▶ _Requirement_:
Write out, word for word, the lines in the rows below, starting with the line that contains "notation: point(42, 61)." and continuing through the line that contains "point(212, 21)". Include both of those lines and nothing else.

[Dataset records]
'''
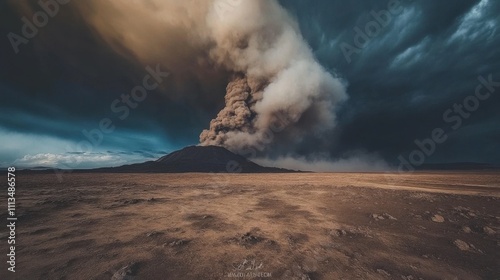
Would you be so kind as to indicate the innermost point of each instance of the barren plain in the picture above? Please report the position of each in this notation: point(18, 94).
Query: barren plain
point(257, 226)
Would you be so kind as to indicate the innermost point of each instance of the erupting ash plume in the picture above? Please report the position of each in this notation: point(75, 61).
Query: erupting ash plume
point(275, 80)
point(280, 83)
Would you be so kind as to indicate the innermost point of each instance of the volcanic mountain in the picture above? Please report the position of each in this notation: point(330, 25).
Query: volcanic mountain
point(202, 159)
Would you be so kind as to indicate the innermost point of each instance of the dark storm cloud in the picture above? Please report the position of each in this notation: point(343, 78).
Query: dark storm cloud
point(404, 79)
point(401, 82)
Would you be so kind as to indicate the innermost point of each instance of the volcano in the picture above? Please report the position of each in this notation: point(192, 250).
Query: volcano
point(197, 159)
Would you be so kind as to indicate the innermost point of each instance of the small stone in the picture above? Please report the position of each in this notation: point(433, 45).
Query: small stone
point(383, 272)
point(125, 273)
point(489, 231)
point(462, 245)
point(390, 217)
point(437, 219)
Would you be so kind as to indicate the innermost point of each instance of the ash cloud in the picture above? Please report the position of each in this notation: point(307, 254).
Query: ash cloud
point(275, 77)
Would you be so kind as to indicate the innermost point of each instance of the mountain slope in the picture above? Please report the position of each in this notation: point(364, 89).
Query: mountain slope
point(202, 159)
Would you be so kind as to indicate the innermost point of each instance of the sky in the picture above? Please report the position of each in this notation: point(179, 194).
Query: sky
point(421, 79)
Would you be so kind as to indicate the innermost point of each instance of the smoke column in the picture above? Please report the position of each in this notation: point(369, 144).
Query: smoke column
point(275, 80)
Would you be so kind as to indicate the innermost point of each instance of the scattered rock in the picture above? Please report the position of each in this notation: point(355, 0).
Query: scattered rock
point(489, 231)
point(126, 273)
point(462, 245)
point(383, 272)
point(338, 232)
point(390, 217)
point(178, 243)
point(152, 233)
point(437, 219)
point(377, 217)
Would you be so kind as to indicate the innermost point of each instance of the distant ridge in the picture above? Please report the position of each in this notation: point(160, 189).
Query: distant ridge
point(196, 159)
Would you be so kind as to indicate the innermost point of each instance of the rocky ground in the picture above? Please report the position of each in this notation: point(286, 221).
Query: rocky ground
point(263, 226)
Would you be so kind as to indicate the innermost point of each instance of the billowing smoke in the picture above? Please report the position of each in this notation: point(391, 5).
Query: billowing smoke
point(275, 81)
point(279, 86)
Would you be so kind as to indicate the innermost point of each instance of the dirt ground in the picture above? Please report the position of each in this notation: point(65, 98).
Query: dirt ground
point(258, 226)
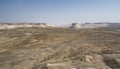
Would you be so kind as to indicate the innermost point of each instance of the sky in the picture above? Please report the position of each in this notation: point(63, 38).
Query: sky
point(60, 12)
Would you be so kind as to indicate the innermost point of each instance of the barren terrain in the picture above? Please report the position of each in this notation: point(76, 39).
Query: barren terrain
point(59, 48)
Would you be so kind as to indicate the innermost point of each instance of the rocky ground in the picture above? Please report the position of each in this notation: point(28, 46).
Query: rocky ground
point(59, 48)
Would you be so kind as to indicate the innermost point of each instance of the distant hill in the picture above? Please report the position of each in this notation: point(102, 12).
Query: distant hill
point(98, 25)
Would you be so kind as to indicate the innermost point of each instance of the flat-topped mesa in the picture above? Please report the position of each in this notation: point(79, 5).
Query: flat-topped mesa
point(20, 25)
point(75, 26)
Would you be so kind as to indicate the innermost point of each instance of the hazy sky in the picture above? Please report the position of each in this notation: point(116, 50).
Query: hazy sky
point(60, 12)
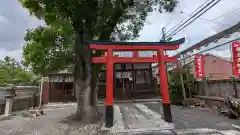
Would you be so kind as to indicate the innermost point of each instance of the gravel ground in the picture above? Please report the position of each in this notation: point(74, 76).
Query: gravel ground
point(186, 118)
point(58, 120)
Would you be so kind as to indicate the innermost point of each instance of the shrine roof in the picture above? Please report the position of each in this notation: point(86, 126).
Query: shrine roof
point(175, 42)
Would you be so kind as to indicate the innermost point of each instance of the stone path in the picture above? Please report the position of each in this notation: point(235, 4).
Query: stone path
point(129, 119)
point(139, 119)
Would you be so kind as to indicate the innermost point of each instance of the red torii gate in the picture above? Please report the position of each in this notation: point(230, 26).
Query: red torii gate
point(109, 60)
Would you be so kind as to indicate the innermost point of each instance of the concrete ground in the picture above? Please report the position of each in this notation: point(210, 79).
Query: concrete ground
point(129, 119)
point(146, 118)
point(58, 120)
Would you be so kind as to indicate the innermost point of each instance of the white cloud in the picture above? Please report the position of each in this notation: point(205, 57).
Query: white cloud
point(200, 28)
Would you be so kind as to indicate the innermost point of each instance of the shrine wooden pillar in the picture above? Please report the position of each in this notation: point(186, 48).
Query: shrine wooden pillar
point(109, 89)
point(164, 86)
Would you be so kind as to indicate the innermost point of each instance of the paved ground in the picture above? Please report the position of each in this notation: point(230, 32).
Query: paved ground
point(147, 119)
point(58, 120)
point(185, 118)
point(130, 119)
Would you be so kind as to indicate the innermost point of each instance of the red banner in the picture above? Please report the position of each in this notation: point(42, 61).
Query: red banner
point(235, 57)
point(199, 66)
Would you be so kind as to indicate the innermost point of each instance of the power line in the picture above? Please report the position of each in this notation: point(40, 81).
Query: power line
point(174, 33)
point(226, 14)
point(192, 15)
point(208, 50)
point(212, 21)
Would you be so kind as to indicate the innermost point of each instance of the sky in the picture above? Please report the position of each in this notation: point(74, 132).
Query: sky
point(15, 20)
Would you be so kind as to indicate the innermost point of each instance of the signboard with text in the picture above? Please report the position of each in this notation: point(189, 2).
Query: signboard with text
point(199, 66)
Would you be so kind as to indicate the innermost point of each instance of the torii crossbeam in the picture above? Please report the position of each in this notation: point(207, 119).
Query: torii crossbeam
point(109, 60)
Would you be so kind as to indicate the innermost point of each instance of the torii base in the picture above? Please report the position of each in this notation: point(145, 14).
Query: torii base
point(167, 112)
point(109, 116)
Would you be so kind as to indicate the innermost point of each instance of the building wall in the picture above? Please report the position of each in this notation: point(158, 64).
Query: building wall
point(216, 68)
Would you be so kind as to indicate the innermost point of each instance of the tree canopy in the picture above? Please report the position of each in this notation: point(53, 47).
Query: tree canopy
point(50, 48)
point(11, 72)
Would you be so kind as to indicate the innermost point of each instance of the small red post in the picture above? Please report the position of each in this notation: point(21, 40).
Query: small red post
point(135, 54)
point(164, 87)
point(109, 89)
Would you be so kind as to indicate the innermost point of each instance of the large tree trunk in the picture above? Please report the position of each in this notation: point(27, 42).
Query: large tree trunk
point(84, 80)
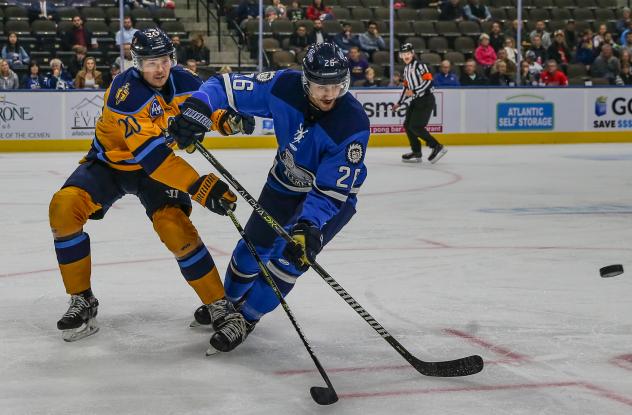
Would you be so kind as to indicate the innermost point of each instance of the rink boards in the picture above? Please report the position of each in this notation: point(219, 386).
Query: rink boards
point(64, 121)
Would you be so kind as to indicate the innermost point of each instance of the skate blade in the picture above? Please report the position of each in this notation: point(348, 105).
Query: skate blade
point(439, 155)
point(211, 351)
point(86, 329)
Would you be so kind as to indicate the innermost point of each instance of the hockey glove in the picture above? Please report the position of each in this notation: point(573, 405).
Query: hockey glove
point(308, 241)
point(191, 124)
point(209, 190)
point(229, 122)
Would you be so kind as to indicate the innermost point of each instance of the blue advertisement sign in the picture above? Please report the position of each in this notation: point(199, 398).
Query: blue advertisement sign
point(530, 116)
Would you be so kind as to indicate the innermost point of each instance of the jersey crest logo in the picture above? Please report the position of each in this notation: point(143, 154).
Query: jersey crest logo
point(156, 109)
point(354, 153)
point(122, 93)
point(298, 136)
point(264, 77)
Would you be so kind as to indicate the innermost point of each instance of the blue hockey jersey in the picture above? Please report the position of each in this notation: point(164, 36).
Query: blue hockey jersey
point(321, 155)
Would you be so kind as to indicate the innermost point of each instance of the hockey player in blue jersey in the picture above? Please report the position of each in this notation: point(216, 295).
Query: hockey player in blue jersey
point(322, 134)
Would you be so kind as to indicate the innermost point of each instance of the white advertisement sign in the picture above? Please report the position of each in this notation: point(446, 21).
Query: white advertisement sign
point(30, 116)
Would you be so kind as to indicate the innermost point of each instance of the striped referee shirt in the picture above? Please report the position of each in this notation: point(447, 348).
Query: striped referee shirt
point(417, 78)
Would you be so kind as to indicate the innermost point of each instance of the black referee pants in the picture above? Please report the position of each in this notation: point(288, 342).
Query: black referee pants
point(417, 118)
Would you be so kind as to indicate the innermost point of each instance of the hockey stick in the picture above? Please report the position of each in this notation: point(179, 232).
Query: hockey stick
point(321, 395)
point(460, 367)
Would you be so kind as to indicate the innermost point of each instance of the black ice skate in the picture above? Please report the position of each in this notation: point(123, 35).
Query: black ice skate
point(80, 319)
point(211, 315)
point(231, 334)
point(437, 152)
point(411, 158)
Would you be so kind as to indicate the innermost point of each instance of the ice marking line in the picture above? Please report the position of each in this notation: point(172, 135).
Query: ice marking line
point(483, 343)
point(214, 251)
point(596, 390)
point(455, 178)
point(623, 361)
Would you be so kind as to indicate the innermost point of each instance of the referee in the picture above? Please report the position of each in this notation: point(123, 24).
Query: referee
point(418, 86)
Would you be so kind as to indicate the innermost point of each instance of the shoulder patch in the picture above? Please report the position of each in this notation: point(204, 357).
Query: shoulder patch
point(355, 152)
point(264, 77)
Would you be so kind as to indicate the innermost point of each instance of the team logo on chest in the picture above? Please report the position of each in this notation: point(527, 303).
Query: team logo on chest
'''
▶ _Solution_:
Would you be so kind as to indicate the innermost point of each instance of the red banner in the picture above? Please report the position of each in this notation: point(42, 61).
Query: red banner
point(235, 57)
point(199, 66)
Would you be so kind as to indicate the innermost point of each instance of the power line in the picture above? Please report the position of each in this notation: point(40, 81).
Query: power line
point(174, 33)
point(226, 14)
point(192, 15)
point(208, 50)
point(212, 21)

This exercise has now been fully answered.